Document
This is the bug-bear of any naturally clean and tidy person. Leaving the washing up rotting in the sink/ all over the kitchen units is just nasty. DUST, for the love of God. Dust largely consists of human skin – get rid of it. My lovely fiancé once declared that a flat we shared was ‘a real dust-trap’. My query ‘have you ever dusted it?’ was met with confusion. Boys do not dust, I have learnt. Hang clothes up, vacuum regularly… Don’t bother with a cleaning rota, just assign each other different jobs. I hate cleaning the bathroom, but I hate taking the rubbish out more, so by taking on the bathroom-cleaner mantle I get to bully Tom into taking out the rubbish and doing the washing up.  Winning.

Does anyone else have any tips/ flat-sharing nightmares? Expressing them is cathartic, I promise.


18 thoughts on “10 Ways to Go From Student Digs to Living Like a Real Person.

    • I’ve ended up with a squadron of hardy plants that seem to enjoy oscillating between drought/ rainy season conditions. Everything else perishes! Jx

  1. This is a really interesting post, and now I suddenly can’t wait to finish university and get my own house! How did you find the transition from university to grown-up living? Which do you prefer?

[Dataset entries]
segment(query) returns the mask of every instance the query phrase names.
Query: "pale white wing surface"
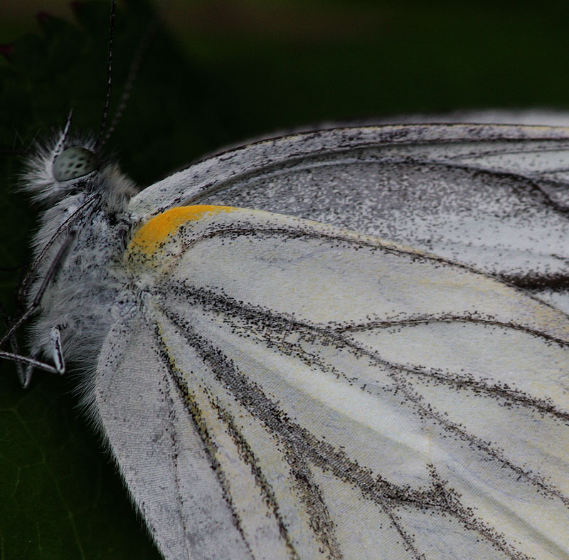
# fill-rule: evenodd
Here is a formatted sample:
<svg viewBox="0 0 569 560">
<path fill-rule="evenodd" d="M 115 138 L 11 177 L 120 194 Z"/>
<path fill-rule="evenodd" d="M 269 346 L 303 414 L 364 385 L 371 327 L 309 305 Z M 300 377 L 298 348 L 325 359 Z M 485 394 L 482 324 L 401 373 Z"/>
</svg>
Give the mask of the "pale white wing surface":
<svg viewBox="0 0 569 560">
<path fill-rule="evenodd" d="M 95 386 L 167 558 L 567 557 L 565 314 L 398 245 L 208 211 L 135 236 L 142 305 Z"/>
<path fill-rule="evenodd" d="M 421 248 L 569 312 L 569 132 L 386 125 L 307 132 L 213 157 L 135 196 L 294 215 Z"/>
</svg>

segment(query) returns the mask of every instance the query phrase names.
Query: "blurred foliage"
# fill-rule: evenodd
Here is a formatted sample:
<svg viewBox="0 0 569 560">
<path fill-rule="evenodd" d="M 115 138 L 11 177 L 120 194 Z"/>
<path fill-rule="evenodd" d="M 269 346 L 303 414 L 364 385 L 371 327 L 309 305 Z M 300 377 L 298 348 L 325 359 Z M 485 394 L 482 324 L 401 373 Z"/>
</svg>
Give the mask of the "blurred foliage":
<svg viewBox="0 0 569 560">
<path fill-rule="evenodd" d="M 74 127 L 100 126 L 109 5 L 75 6 L 73 23 L 43 14 L 0 62 L 2 268 L 25 261 L 35 223 L 14 189 L 21 153 L 61 127 L 71 108 Z M 146 185 L 225 144 L 306 123 L 567 107 L 568 13 L 533 2 L 174 1 L 170 31 L 159 23 L 110 155 Z M 112 115 L 156 19 L 142 1 L 120 5 Z M 32 27 L 0 20 L 4 36 Z M 17 276 L 0 271 L 1 300 L 12 312 Z M 74 384 L 72 375 L 38 373 L 23 391 L 14 368 L 2 364 L 1 557 L 156 557 L 115 467 L 75 408 Z"/>
</svg>

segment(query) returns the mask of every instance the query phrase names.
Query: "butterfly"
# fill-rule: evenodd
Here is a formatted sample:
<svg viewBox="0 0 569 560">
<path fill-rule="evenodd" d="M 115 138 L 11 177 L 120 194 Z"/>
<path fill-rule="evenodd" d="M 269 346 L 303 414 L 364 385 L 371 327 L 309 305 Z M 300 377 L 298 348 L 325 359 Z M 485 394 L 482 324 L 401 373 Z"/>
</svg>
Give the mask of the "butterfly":
<svg viewBox="0 0 569 560">
<path fill-rule="evenodd" d="M 164 556 L 566 554 L 567 139 L 317 131 L 138 194 L 68 131 L 31 161 L 38 354 Z"/>
</svg>

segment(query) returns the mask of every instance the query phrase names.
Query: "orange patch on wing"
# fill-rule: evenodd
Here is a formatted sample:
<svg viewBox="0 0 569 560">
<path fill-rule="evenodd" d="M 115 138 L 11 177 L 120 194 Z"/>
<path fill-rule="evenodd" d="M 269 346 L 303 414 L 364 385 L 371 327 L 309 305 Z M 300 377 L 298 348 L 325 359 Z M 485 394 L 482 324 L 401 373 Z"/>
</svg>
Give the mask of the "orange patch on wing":
<svg viewBox="0 0 569 560">
<path fill-rule="evenodd" d="M 170 208 L 154 216 L 139 228 L 130 241 L 129 250 L 134 249 L 150 255 L 167 240 L 169 236 L 176 233 L 186 222 L 200 220 L 206 214 L 230 212 L 235 209 L 233 206 L 211 204 Z"/>
</svg>

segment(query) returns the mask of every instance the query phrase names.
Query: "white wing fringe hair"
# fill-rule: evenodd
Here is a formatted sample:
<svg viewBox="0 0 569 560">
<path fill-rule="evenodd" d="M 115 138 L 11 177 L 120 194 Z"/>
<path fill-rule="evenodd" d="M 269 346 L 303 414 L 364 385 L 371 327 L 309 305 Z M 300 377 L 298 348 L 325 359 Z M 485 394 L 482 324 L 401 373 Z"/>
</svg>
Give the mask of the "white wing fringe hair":
<svg viewBox="0 0 569 560">
<path fill-rule="evenodd" d="M 166 558 L 569 557 L 569 129 L 307 132 L 134 196 L 55 150 L 31 352 L 59 329 Z"/>
</svg>

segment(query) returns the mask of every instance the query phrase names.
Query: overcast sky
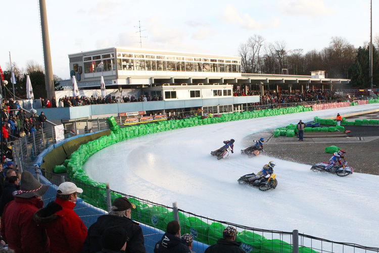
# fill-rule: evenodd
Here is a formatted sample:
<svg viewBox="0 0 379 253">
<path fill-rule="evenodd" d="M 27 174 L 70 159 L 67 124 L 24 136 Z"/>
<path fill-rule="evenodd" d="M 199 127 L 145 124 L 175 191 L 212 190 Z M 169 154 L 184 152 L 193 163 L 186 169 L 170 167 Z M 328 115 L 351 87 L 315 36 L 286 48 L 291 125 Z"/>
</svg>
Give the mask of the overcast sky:
<svg viewBox="0 0 379 253">
<path fill-rule="evenodd" d="M 373 2 L 373 35 L 379 4 Z M 1 5 L 0 64 L 43 64 L 38 0 Z M 69 78 L 69 54 L 115 46 L 222 55 L 238 55 L 255 34 L 288 50 L 320 50 L 333 36 L 358 47 L 369 40 L 369 0 L 46 0 L 53 70 Z M 137 36 L 137 37 L 134 37 Z"/>
</svg>

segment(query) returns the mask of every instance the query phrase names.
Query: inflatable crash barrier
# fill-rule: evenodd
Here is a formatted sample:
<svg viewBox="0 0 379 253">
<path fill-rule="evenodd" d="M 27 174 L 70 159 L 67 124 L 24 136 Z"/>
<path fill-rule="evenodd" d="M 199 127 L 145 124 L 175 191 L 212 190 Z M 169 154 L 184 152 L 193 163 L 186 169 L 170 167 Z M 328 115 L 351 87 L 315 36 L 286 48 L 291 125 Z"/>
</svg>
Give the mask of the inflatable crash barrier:
<svg viewBox="0 0 379 253">
<path fill-rule="evenodd" d="M 375 100 L 372 99 L 372 100 Z M 322 125 L 332 125 L 337 126 L 337 122 L 336 120 L 330 119 L 322 119 L 316 116 L 313 118 L 315 122 L 318 122 Z M 379 124 L 379 120 L 377 119 L 355 119 L 354 121 L 348 121 L 346 118 L 342 118 L 341 122 L 342 125 L 377 125 Z"/>
</svg>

Goal 1
According to the flat-sharing post, why does the writer take on the job of cleaning the bathroom?
Goal 2
Rewrite the flat-sharing post starting with "Does anyone else" and going on through "Like a Real Person.", substituting "therapeutic" for "cathartic".
Goal 3
Carry the flat-sharing post forward from the point at which it ends.

Final result 1
The writer hates cleaning the bathroom but hates taking the rubbish out even more. By taking on the bathroom cleaning, the writer can push Tom into taking out the rubbish and doing the washing up.

Final result 2
Does anyone else have any tips/ flat-sharing nightmares? Expressing them is therapeutic, I promise.


18 thoughts on “10 Ways to Go From Student Digs to Living Like a Real Person.

Final result 3
    • Thanks! If you go into a 9-5 job then losing the freedom you have at university over your own time and work-habits is very hard, but if you’re self-employed (as I am now, thank goodness) then the only difference really is having more money and respect than at uni. My mind advanced so much at university it felt like my head had just exploded, but a couple of years as a grown-up and I feel wise in a different but more profound way. I know what I want, and who I am, and I have real confidence in my abilities and skills (well, you know, most of the time). That said, I miss the parties, and doing whatever you want when you go out because tomorrow really doesn’t matter! Jx

  2. This is fantastic. I especially love the points about house plants and displaying books, music, and movies. I love lists, especially quippy ones like this.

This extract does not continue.